TAREFA PROPOSTA A. Resuma em duas frases o texto sobre Louco por Saias.

TEXTO PARA LEITURA.
....

Louco por Saias / Girl Crazy

Nota: ★★★☆

(Disponível em DVD.)

Há momentos, situações, diálogos absolutamente, terrivelmente bobinhos, tolinhos, em Girl Crazy, no Brasil Louco por Saias (1943), o oitavo dos dez filmes da parceria Judy Garland & Mickey Rooney. Daqueles que chegam a deixar os espectadores (ou ao menos alguns deles) com vergonha. No entanto e ao mesmo tempo, é um filme delicioso de se ver.

Até mesmo Pauline Kael, a prima donna da crítica norte-americana, uma cricri dos diabos, encantou-se: “Em seus termos”, pontificou ela, “o filme é praticamente irresistível”.

A trama é assim:

O mocinho, Danny Churchill, Jr. (o papel de um Mickey Rooney com 23 aninhos e às vezes cara de uns 17), é um playboy de Nova York, girl crazy, louco por saias, como bem definem os títulos, que se diverte nos bons nightclubs da metrópole sempre em companhia de mocinhas lindas e é benquisto e bem recebido por todos nos lugares em que vai gastar o dinheiro do Papai, Mr. Churchill Senior (Henry O’Neill), um magnata da imprensa, dono de mais de uma dúzia de jornais.

Papai se cansa de ver nos jornais reportagens sobre as aventuras do filho nos nightclubs da cidade, e o envia para uma duríssima, super rígida Faculdade Cody de Minas e Agricultura, lá nos confins do Oeste. – “Lá tem ar fresco”, diz Papai para um chocado, atônito playboyzinho louco por saias. – “Há uma boa possibilidade de fazerem de você um homem por lá. E outra coisa. Só para você não levar um choque. Não tem nenhuma mulher lá, desde a Guerra Civil.”.

Quando estamos com 9 dos 99 minutos de duração do filme, Danny Churchill, Jr. está chegando à estação de trem de Codyville. De lá até a Faculdade são oito milhas, que o rapaz terá que percorrer a pé, carregando duas pesadas malas.

Só que…

Embora dono de jornais, Papai estava mal informado: há sim, uma garota na parada. Comparece sempre à Faculdade Cody de Minas e Agricultura a neta do reitor Phineas Armour (Guy Kibbee). Ela trabalha nos Correios e se encarrega da correspondência entre alunos e professores e o mundo lá fora. A garota, Ginger Gray, é o papel de Judy Garland, obviamente, já que este é um filme de Rooney & Garland…

Como resumiu com ironia e graça o crítico Leonard Maltin: “Rooney é enviado para escola no Sudoeste para esquecer as garotas, mas encontra Garland, e é isso aí”.

That’s it!

....

TAREFA PROPOSTA B. Escreva como lista JSON de strings, uma string por linha e sem linhas em branco, as linhas dos registros que começam na linha que contém "Target: white wall" e vão até o fim dos registros, incluindo as duas extremidades.

MATERIAL DA TAREFA.
....

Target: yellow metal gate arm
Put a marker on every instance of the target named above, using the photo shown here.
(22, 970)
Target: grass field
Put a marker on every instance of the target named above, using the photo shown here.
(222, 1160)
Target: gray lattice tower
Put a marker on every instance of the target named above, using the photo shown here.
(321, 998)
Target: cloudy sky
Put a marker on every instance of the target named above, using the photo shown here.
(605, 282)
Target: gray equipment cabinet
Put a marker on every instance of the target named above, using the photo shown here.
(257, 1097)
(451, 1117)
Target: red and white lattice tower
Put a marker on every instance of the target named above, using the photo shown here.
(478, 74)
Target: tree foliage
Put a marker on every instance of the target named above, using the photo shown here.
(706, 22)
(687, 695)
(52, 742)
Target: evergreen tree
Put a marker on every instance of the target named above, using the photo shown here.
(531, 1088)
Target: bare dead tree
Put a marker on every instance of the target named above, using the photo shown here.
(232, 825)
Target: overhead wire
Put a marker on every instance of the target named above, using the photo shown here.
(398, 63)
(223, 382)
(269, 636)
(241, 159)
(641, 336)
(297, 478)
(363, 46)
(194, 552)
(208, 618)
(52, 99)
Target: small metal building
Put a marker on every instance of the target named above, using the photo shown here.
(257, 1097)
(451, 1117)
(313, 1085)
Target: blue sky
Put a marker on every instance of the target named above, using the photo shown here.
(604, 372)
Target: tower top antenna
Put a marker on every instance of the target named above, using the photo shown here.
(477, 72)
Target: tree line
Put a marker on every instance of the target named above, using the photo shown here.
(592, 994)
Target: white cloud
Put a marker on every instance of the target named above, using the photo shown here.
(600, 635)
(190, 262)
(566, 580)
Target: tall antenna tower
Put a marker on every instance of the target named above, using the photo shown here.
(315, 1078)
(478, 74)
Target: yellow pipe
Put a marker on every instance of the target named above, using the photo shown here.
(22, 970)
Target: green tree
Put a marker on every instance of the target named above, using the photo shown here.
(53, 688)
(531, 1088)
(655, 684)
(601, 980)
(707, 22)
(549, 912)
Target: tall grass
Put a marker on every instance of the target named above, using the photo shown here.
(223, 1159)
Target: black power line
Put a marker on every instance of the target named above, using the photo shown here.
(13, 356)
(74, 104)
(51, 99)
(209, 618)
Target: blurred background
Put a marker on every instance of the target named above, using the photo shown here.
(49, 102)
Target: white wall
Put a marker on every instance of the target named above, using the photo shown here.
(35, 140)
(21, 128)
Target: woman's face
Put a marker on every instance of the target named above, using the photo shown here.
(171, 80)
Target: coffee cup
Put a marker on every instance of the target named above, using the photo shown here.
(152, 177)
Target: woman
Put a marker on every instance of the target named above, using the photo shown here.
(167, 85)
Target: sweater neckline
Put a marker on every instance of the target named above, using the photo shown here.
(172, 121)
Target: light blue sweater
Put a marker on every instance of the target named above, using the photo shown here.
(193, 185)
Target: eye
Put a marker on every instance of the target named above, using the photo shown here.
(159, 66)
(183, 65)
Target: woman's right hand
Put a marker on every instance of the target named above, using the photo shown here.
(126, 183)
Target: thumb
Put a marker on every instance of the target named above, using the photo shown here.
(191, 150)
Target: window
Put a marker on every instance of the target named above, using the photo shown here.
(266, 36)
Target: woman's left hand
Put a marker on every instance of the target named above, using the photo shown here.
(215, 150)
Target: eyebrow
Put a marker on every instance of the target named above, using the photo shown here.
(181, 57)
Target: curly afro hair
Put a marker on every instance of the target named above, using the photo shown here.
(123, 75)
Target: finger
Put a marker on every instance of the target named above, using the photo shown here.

....

RESULTADO A. Louco por Saias (1943), oitavo dos dez filmes da parceria Judy Garland & Mickey Rooney, tem momentos terrivelmente bobinhos, mas é um filme delicioso de se ver. Nele, o playboy nova-iorquino Danny Churchill, Jr. (Mickey Rooney) é mandado pelo pai, um magnata da imprensa, para uma faculdade rígida no Oeste onde supostamente não há mulheres, mas lá encontra Ginger Gray (Judy Garland), neta do reitor.

RESULTADO B.
[
  "Target: white wall",
  "Put a marker on every instance of the target named above, using the photo shown here.",
  "(35, 140)",
  "(21, 128)",
  "Target: woman's face",
  "Put a marker on every instance of the target named above, using the photo shown here.",
  "(171, 80)",
  "Target: coffee cup",
  "Put a marker on every instance of the target named above, using the photo shown here.",
  "(152, 177)",
  "Target: woman",
  "Put a marker on every instance of the target named above, using the photo shown here.",
  "(167, 85)",
  "Target: sweater neckline",
  "Put a marker on every instance of the target named above, using the photo shown here.",
  "(172, 121)",
  "Target: light blue sweater",
  "Put a marker on every instance of the target named above, using the photo shown here.",
  "(193, 185)",
  "Target: eye",
  "Put a marker on every instance of the target named above, using the photo shown here.",
  "(159, 66)",
  "(183, 65)",
  "Target: woman's right hand",
  "Put a marker on every instance of the target named above, using the photo shown here.",
  "(126, 183)",
  "Target: thumb",
  "Put a marker on every instance of the target named above, using the photo shown here.",
  "(191, 150)",
  "Target: window",
  "Put a marker on every instance of the target named above, using the photo shown here.",
  "(266, 36)",
  "Target: woman's left hand",
  "Put a marker on every instance of the target named above, using the photo shown here.",
  "(215, 150)",
  "Target: eyebrow",
  "Put a marker on every instance of the target named above, using the photo shown here.",
  "(181, 57)",
  "Target: curly afro hair",
  "Put a marker on every instance of the target named above, using the photo shown here.",
  "(123, 75)",
  "Target: finger",
  "Put a marker on every instance of the target named above, using the photo shown here."
]